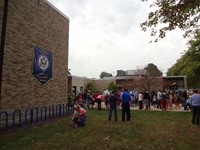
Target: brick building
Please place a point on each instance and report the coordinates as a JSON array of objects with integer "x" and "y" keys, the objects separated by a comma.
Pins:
[{"x": 33, "y": 23}]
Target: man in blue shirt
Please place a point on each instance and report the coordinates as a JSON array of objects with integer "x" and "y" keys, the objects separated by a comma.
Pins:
[
  {"x": 126, "y": 98},
  {"x": 195, "y": 103}
]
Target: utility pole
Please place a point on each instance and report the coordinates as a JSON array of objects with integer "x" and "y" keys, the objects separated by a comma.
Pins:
[{"x": 3, "y": 34}]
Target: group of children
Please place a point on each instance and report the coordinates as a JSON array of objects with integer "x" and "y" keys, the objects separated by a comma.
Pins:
[{"x": 79, "y": 116}]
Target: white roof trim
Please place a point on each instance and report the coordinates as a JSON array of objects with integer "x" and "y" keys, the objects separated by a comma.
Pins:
[{"x": 56, "y": 9}]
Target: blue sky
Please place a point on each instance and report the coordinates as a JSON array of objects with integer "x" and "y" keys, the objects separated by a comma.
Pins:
[{"x": 106, "y": 36}]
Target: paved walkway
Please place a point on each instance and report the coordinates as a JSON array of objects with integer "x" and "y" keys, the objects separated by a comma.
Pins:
[{"x": 181, "y": 109}]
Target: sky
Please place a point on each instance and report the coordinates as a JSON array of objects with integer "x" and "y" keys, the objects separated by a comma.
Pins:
[{"x": 105, "y": 35}]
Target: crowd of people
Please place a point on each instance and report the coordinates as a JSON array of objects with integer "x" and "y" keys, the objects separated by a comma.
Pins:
[{"x": 166, "y": 99}]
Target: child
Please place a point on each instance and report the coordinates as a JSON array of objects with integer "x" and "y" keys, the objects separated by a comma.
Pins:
[
  {"x": 81, "y": 116},
  {"x": 74, "y": 117}
]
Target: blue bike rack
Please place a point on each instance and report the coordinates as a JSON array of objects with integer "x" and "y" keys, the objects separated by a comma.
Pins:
[
  {"x": 20, "y": 118},
  {"x": 51, "y": 109},
  {"x": 31, "y": 116},
  {"x": 45, "y": 112},
  {"x": 35, "y": 109},
  {"x": 6, "y": 113}
]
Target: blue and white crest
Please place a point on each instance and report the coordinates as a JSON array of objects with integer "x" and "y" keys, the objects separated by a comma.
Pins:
[{"x": 42, "y": 65}]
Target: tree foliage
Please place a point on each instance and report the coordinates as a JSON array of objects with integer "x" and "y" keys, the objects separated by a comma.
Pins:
[
  {"x": 189, "y": 63},
  {"x": 170, "y": 14},
  {"x": 112, "y": 86},
  {"x": 153, "y": 70},
  {"x": 105, "y": 74},
  {"x": 91, "y": 87}
]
==============================
JOB: Each record should be quoted exactly, with the images omitted.

OUTPUT:
Target: brick building
Please place a point on each instance and report the coordinates as a JSON array of objects with integer "x" and "y" keys, the objects separated by a comma.
Pins:
[{"x": 33, "y": 23}]
Target: man in blue shirt
Please place a point on each instance and report the coordinates as a JSON array of objects with integer "x" and "y" keys, the objects separated by a comma.
Pins:
[
  {"x": 126, "y": 98},
  {"x": 195, "y": 103}
]
Target: utility pole
Please place a point on each instance and report the coordinates as a JSON array of objects with integer "x" and "y" keys, the objects separated by a comma.
Pins:
[{"x": 3, "y": 34}]
Target: group of children
Please place a point on each instance and report the coordinates as a JSON array of objects with integer "x" and "y" keys, the objects separated by a comma.
Pins:
[{"x": 79, "y": 116}]
Target: white roof trim
Please place a point on each instance and report the coordinates as a JSON array of objects with integer "x" and "y" keys, the objects separated by a comma.
Pins:
[{"x": 56, "y": 9}]
Target: blue sky
Please place a point on each instance and report the coordinates as a JSON array of objects with integer "x" and "y" keys, the objects separated by a comma.
Pins:
[{"x": 106, "y": 36}]
Target: paved walkway
Please place a point on each instance and report the coordinates as a JSON array of objects with integer "x" and "y" keys, the objects separated by a comma.
Pins:
[{"x": 181, "y": 109}]
Target: sky
Please place a point on each instance and report the coordinates as a JSON array of objects with integer "x" and "y" keys, the objects separated by a comma.
Pins:
[{"x": 105, "y": 35}]
Target: crowd of people
Please place a point on each instance and report the coordinates as a JSON array of objects with integer "x" and "y" keys, the objects separated by a comma.
Pins:
[{"x": 166, "y": 99}]
Target: child
Please place a point on each instance and report the coordinates as a JSON array of objects with integer "x" and "y" keys, the objects separated by a comma.
Pins:
[
  {"x": 81, "y": 116},
  {"x": 74, "y": 117}
]
Target: blue bike rack
Please place a point on each instance and report the coordinates as a JSON array of objects with integer "x" and "y" keys, the objects separated by a comma.
Pins:
[
  {"x": 20, "y": 118},
  {"x": 51, "y": 109},
  {"x": 31, "y": 116},
  {"x": 45, "y": 112},
  {"x": 35, "y": 109},
  {"x": 6, "y": 113}
]
Target: blue and white crest
Please place a point on each instance and report the coordinates as a JSON array of objects with integer "x" and "y" keys, the objects separated by a comma.
Pins:
[{"x": 42, "y": 65}]
Target: tree foliage
Please place a point on each instance and report the coordinates as a JSON array of objects with integer "x" and "y" keys, the objects separated by a comma.
Pins:
[
  {"x": 189, "y": 63},
  {"x": 170, "y": 14},
  {"x": 112, "y": 86},
  {"x": 153, "y": 70},
  {"x": 105, "y": 74},
  {"x": 91, "y": 87}
]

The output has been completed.